YOUR GOAL - An exact copy of all the data is required.

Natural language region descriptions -
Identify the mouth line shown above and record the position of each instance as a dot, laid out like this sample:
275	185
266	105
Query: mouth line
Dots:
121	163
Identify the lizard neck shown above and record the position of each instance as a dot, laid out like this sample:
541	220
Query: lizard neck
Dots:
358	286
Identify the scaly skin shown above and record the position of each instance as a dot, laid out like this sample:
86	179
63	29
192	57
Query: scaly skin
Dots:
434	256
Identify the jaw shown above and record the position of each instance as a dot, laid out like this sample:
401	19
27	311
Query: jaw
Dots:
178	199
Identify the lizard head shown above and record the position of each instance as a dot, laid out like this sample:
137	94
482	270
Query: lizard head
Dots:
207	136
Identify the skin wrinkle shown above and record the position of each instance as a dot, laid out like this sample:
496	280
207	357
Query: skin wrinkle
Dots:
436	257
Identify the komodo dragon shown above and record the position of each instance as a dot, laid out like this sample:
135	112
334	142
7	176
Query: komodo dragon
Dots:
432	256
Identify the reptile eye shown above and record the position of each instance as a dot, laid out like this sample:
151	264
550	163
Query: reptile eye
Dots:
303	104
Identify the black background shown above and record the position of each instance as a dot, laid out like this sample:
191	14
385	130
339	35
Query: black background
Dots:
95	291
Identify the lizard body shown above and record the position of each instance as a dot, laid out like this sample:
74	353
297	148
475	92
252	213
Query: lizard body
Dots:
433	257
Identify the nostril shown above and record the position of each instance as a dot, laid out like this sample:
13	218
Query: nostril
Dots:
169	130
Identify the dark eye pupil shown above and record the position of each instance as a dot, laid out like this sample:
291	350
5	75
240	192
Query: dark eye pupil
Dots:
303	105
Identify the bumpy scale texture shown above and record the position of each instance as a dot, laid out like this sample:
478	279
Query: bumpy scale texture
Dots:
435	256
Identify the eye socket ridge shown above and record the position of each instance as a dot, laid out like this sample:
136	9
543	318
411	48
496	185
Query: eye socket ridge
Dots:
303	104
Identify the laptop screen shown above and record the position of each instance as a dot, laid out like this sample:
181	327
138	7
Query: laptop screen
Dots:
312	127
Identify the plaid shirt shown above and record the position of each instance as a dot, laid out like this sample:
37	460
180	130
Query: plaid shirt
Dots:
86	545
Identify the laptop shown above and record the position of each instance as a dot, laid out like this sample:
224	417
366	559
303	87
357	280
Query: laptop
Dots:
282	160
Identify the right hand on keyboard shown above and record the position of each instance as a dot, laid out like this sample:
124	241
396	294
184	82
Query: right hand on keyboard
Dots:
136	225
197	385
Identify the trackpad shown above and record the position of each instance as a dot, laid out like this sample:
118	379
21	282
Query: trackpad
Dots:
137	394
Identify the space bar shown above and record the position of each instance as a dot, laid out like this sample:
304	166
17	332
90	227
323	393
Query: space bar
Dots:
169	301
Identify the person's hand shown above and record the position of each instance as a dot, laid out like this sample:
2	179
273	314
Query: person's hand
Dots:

OUTPUT FOR THIS EXERCISE -
Identify the mouth line shown above and record the position of each instance as a dot, laid out like this sample:
275	185
266	105
Query: mouth line
Dots:
121	163
Identify the lizard neck shown above and record the position of each instance as a dot, laid out like this sample:
541	220
Query: lizard neck
Dots:
358	286
Identify the scaly skin shown above and record the position of each instance as a dot, laid out like this sample:
86	179
63	29
192	57
Query: scaly skin
Dots:
434	256
Identify the jaw shown above and record the position of each instance as a dot, laid out like this sample:
401	19
27	311
Query: jaw
Dots:
178	199
Identify the lizard head shown above and record the position of each instance as a dot, laid out like this sample:
137	94
482	270
Query: lizard head
Dots:
207	136
Identify the skin wrinkle shown above and record the position of each instance as a dot, laid out like this sample:
496	280
207	357
Query: skin wrinkle
Dots:
436	257
Identify the komodo dragon shown above and record the position of each instance as a dot, laid out like this sample:
135	112
334	142
7	176
Query: komodo dragon
Dots:
432	256
Identify the reptile eye shown above and record the position of each instance as a dot, laid out like this sample:
151	264
550	163
Query: reptile eye
Dots:
303	104
Identify the black background shown above and record the position of each instance as a dot, laid out like this sample:
191	14
385	130
339	35
Query: black background
Dots:
95	291
Identify the lizard body shown above and record the position of each instance as a dot, laid out like this sample:
74	353
297	148
475	92
252	213
Query: lizard body
Dots:
433	257
Identify the nostril shown above and record the position of each instance as a dot, laid out like this sample:
13	218
Query: nostril
Dots:
169	130
Identify the dark eye pupil shown above and record the position of each instance as a dot, laid out like this sample:
291	350
5	75
240	192
Query: dark eye pupil
Dots:
303	105
Identify the bumpy scale texture shown above and record the position of each instance as a dot, laid out like this sample:
478	279
Query: bumpy scale texture
Dots:
435	256
Identify the eye socket ridge shown above and record the position of each instance as a dot, laid out like this sample:
136	9
543	318
411	48
496	185
Query: eye socket ridge
Dots:
303	104
Identify the laptop screen shown above and record the position of each instance as a dot, laid out like this sample:
181	327
138	7
Query: laptop screen
Dots:
312	127
Identify the plaid shirt shown above and record the position of each instance as a dot, laid out like this sample:
37	460
180	130
Query: plaid shirt
Dots:
86	545
Identify the laptop shown above and record the position of each instance as a dot, laid out like this sample:
224	417
366	559
303	87
357	280
Query: laptop
Dots:
282	160
Identify the right hand on keyboard shown above and record the position of each instance as a dot, laid out like this sample:
124	241
396	294
184	82
Query: right hand on keyboard
Dots:
136	225
197	385
Identify the trackpad shown above and record the position of each instance as a dot, laid out like this sample:
118	379
21	282
Query: trackpad
Dots:
137	394
Identify the space bar shown above and record the position of each instance as a dot, laid out like this sample:
304	166
17	332
90	227
323	393
Query: space bar
Dots:
169	301
Identify the person's hand shown above and record the position of each instance as a dot, laid out like this sample:
2	179
273	314
Query: person's hand
Dots:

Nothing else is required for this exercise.